# Extract to read
***

Written by Paul Gunther, Gay Giordano and Charles Davey, Foreword by Adele Chatfield-Taylor, Photographed by Mick Hales
April 11, 2017
House & Home - Decorating
9-3/4 x 10-1/2
About This Book
Residences featured here show New York living of the moment: homes that defy traditional definition but which are nevertheless rooted in the historic ground of the city.
What does a home look like in twenty-first-century New York? While the city’s name alone brings to mind very specific ideas—the Fifth Avenue penthouse, with its elegant moldings and crystal chandeliers; the SoHo loft, with its bright spaces and air of bohemian ease; the Brooklyn brownstone, with its fireplaces, parquet floors, and lush backyards—the truth is, New York today is much more than this, and the potential for variety in ways of living is, now more than ever, virtually limitless. As a result, in the twenty-first century, the combined design professions enjoy an unprecedented menu of prospective solutions, whether based upon respect for a classically inflected New York past, an emphatic denial of such a tradition, or, most often, some hybrid response that often yields the best innovation possible.

***

# Items for boundary labeling

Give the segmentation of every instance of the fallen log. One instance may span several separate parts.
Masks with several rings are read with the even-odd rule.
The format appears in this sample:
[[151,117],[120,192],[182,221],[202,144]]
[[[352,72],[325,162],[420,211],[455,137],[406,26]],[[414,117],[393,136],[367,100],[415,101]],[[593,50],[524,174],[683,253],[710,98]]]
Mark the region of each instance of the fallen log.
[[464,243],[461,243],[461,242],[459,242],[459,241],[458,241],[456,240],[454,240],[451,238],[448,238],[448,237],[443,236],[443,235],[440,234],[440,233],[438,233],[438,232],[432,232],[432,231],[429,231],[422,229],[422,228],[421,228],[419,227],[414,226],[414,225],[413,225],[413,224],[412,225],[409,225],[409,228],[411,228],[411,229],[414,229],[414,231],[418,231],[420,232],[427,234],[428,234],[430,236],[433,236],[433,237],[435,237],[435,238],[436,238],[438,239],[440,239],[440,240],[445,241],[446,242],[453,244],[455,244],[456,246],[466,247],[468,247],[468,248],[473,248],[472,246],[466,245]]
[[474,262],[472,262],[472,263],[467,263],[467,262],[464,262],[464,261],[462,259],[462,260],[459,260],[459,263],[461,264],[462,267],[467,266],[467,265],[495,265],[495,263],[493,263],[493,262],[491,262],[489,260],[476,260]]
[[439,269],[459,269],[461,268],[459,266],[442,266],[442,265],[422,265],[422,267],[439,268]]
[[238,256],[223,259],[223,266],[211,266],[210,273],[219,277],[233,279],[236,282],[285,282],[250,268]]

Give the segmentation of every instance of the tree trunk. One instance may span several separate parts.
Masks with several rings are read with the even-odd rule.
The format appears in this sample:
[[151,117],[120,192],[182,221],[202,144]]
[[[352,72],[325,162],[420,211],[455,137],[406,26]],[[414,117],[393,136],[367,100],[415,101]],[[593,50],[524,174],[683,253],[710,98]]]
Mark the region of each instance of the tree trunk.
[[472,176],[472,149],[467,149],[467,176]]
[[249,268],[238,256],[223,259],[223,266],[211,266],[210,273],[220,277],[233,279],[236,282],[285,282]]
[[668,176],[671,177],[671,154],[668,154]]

***

# Problem
Reproduce the entire book description word for word. The listing has nothing to do with the book description.

# The output
Written by Paul Gunther, Gay Giordano and Charles Davey, Foreword by Adele Chatfield-Taylor, Photographed by Mick Hales
April 11, 2017
House & Home - Decorating
9-3/4 x 10-1/2
About This Book
Residences featured here show New York living of the moment: homes that defy traditional definition but which are nevertheless rooted in the historic ground of the city.
What does a home look like in twenty-first-century New York? While the city’s name alone brings to mind very specific ideas—the Fifth Avenue penthouse, with its elegant moldings and crystal chandeliers; the SoHo loft, with its bright spaces and air of bohemian ease; the Brooklyn brownstone, with its fireplaces, parquet floors, and lush backyards—the truth is, New York today is much more than this, and the potential for variety in ways of living is, now more than ever, virtually limitless. As a result, in the twenty-first century, the combined design professions enjoy an unprecedented menu of prospective solutions, whether based upon respect for a classically inflected New York past, an emphatic denial of such a tradition, or, most often, some hybrid response that often yields the best innovation possible.